* **WHAT YOU SHOULD DO**
Return exactly those lines of the material that fall between the line with "Target: white flower decoration" and the final line, both included.

* **INPUT FOR THIS TASK**
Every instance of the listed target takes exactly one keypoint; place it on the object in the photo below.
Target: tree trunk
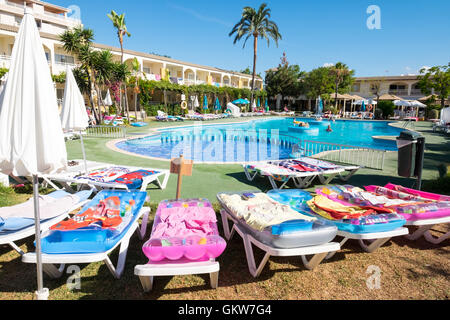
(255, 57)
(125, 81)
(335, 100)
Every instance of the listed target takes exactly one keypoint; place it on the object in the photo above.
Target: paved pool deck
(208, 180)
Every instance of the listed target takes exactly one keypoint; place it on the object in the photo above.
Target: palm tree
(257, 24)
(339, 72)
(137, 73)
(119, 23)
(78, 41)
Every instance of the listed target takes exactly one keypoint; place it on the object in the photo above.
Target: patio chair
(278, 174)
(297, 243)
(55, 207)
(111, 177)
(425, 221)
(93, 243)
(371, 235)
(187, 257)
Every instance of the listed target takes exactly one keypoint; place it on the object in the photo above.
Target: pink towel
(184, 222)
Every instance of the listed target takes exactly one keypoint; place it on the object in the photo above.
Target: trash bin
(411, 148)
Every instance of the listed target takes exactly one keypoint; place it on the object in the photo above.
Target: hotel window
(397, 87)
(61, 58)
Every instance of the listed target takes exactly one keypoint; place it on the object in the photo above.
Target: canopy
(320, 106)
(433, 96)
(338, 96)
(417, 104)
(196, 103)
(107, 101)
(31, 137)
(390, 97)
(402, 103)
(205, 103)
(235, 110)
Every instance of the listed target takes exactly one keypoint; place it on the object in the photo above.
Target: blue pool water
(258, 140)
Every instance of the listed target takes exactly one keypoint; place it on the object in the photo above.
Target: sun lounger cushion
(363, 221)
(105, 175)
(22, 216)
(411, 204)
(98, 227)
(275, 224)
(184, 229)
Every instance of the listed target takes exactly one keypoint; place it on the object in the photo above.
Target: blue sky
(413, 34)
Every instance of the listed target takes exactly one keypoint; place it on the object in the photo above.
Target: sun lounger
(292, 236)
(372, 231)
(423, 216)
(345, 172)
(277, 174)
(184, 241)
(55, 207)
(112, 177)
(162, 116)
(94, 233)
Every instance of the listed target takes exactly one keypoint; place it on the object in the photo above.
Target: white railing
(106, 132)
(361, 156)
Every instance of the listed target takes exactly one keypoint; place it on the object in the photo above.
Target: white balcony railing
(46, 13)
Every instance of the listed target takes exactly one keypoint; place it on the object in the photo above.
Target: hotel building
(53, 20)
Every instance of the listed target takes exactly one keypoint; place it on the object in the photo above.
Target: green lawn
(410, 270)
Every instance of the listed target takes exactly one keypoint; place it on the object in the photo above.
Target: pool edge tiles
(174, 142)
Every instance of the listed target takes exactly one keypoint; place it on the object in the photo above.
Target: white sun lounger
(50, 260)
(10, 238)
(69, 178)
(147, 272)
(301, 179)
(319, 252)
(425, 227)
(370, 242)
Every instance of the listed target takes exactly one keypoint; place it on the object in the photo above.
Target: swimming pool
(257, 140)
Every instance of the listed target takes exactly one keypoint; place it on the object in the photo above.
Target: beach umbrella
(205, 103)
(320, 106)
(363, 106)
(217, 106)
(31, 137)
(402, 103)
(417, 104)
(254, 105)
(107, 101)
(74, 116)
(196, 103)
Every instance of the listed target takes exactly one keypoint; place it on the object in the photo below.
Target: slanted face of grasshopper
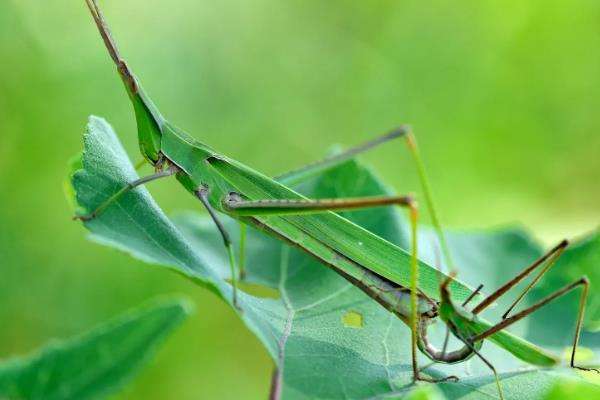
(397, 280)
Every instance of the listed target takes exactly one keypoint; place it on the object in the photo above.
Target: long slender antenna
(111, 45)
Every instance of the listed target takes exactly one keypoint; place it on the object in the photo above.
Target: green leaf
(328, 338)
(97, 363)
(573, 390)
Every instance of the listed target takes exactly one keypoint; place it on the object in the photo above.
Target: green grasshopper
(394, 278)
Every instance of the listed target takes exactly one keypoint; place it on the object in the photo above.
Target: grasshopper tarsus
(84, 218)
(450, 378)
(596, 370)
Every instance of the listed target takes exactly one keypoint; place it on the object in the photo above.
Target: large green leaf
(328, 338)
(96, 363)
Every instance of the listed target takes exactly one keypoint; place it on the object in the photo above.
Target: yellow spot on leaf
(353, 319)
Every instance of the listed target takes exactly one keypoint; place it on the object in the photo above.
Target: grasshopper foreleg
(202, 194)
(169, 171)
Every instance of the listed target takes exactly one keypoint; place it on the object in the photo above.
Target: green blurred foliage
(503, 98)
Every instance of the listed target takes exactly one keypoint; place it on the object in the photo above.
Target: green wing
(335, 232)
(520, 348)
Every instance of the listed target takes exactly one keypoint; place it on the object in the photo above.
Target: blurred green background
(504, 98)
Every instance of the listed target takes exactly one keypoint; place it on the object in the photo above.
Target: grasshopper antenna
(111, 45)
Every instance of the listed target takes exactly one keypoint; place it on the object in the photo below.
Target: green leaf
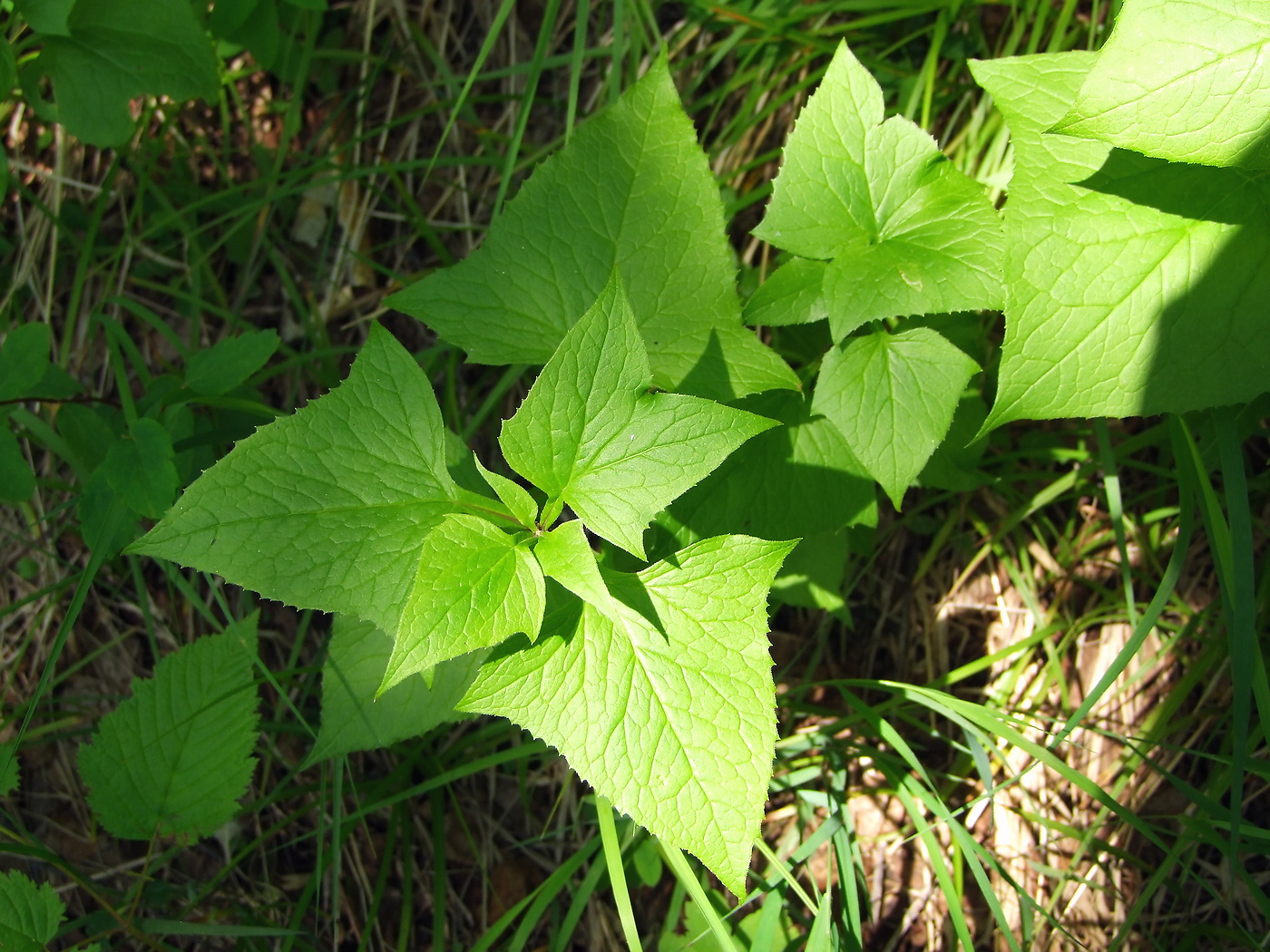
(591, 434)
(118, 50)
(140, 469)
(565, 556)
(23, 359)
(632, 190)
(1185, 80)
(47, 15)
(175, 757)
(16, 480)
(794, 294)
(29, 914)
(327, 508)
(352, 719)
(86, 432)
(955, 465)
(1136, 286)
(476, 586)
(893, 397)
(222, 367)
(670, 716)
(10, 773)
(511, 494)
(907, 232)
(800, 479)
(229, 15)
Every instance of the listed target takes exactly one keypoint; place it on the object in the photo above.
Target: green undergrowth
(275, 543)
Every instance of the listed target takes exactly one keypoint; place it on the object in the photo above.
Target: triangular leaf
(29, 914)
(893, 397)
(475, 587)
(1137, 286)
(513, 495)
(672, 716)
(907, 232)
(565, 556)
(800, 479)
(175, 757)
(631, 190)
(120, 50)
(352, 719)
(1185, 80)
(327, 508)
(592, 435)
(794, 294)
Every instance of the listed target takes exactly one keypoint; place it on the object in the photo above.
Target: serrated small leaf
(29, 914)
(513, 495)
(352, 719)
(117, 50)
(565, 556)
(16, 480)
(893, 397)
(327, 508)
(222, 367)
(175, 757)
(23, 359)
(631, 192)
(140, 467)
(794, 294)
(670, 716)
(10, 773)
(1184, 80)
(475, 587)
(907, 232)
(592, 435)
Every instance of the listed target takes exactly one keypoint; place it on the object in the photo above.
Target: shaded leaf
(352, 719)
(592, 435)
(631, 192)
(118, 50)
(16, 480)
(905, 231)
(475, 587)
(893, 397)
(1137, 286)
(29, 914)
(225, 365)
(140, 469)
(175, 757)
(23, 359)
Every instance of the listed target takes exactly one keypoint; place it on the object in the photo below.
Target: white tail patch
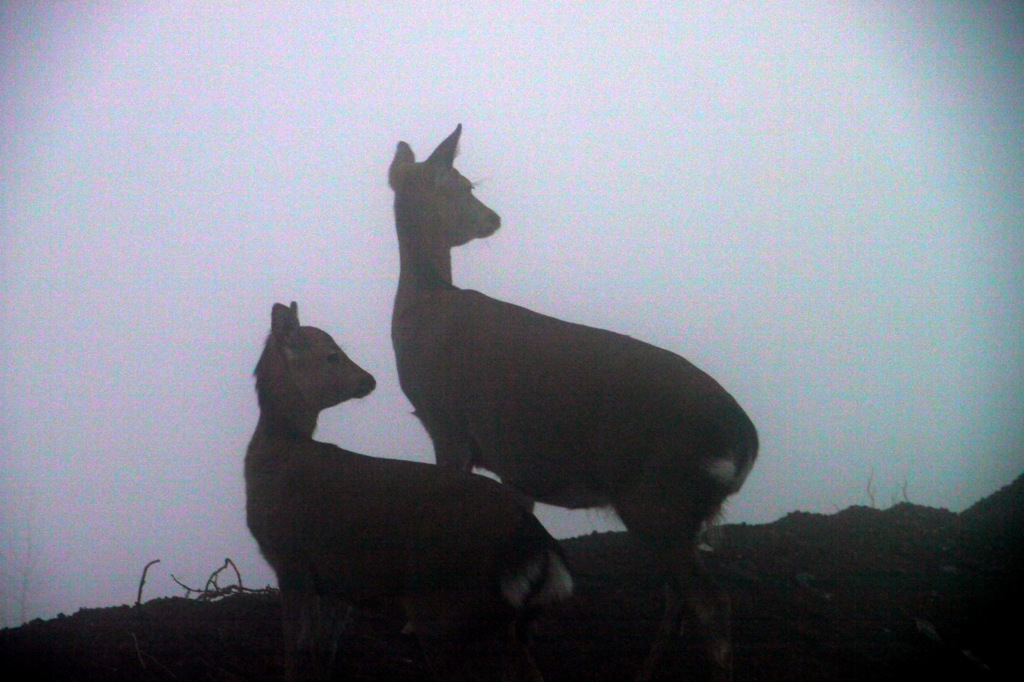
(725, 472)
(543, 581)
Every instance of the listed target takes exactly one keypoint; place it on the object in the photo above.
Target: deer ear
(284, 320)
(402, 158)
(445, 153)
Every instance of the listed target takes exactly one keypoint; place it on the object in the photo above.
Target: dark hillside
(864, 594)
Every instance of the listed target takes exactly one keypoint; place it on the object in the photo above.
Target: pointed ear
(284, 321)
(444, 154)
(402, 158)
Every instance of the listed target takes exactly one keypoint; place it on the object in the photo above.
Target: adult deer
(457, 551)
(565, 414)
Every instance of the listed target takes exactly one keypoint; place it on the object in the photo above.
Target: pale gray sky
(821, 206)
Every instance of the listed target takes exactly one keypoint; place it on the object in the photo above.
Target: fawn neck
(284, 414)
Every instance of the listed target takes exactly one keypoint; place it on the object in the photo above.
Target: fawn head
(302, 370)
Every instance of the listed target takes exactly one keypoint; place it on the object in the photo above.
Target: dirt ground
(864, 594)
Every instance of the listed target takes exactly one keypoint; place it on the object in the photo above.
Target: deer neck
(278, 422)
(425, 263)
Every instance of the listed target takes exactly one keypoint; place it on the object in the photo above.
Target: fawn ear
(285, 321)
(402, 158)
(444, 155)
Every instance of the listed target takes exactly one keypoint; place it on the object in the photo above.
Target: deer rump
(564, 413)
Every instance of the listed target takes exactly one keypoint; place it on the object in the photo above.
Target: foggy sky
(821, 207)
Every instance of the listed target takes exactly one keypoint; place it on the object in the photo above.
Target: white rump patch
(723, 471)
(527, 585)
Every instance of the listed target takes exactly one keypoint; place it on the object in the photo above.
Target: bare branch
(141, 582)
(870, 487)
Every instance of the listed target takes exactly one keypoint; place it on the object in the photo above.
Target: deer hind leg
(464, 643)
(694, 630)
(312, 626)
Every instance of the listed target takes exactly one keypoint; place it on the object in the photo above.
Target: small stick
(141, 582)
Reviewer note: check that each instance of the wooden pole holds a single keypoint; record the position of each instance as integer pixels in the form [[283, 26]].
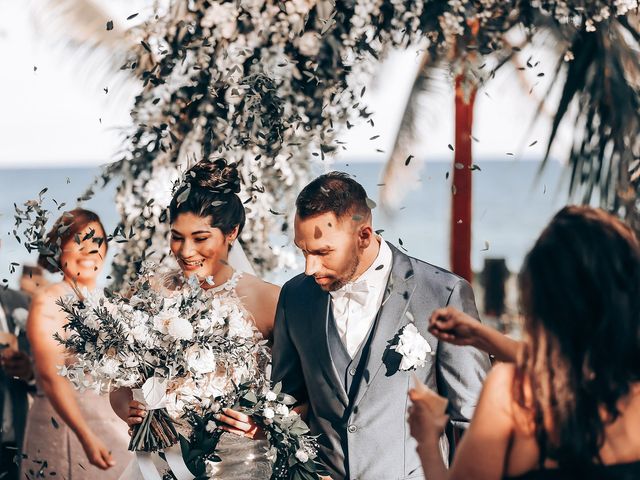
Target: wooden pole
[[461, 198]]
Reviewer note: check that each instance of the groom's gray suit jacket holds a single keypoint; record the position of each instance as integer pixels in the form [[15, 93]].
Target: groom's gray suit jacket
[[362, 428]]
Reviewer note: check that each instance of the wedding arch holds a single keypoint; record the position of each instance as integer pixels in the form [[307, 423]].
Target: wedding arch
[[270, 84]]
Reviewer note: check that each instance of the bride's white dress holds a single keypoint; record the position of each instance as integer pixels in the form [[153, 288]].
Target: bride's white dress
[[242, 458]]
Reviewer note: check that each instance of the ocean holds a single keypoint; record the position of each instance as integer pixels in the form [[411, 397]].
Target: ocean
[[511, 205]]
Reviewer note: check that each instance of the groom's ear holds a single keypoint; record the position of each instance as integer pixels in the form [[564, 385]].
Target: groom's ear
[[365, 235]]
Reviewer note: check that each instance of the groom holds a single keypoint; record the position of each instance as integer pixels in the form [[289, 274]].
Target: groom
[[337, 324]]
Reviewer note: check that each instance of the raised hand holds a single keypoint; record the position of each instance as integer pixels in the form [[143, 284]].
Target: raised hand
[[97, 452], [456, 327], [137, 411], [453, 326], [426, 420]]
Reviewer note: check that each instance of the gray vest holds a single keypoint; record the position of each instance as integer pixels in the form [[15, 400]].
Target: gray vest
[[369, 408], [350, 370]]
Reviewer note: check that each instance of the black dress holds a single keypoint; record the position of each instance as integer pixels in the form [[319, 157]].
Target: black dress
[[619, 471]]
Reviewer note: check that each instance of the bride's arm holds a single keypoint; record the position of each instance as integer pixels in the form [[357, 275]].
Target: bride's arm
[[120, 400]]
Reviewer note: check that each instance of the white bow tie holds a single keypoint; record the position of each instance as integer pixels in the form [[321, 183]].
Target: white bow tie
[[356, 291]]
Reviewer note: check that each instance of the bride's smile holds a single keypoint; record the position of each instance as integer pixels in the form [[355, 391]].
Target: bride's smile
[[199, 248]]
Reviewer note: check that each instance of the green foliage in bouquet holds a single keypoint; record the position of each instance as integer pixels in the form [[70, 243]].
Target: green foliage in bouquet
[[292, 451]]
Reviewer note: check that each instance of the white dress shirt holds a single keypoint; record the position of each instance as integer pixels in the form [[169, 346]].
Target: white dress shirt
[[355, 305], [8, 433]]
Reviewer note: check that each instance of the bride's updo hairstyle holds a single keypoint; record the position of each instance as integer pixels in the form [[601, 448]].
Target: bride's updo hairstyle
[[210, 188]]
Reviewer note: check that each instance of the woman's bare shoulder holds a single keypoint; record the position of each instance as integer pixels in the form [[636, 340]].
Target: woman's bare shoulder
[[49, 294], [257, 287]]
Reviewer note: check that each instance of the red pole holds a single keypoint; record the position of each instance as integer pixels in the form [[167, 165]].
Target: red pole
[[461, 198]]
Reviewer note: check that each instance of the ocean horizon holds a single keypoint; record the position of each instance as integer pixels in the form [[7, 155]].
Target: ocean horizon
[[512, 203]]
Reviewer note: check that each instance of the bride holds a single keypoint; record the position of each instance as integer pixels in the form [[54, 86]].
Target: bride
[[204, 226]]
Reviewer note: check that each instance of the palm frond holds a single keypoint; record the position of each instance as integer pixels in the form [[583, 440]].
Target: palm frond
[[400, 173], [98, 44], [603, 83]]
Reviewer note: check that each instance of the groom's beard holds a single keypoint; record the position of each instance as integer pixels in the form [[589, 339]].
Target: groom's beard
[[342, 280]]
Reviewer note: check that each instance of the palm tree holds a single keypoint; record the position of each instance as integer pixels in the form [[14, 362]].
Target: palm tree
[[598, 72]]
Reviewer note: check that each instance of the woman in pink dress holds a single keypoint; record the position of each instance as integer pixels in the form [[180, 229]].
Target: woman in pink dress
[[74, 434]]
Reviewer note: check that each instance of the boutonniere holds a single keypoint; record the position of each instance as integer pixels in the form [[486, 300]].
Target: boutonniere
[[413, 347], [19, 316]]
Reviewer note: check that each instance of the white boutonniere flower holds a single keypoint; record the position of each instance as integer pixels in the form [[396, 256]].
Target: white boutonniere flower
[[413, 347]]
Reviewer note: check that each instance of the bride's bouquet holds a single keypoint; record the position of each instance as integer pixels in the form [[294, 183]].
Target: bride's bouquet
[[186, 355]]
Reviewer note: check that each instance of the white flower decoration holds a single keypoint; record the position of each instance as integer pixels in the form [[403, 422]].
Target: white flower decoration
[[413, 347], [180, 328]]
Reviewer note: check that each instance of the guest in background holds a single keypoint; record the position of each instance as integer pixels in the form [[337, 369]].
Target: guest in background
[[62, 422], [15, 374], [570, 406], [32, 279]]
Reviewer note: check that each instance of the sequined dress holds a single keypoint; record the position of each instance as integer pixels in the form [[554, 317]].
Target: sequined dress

* **TASK OUTPUT**
Target: white flower decoration
[[413, 347], [180, 328]]
Reviewer note: check that each instance of the guest in background holds a single keypoint; record the position of each instance as integer pixels in the form [[337, 369]].
Target: guest in background
[[62, 422], [15, 374], [570, 406], [32, 279]]
Reviewer note: check that each instance of the sequined dress holds a single keypoint; record the position of each instance as integer pixels in the form [[554, 317]].
Target: sequined dress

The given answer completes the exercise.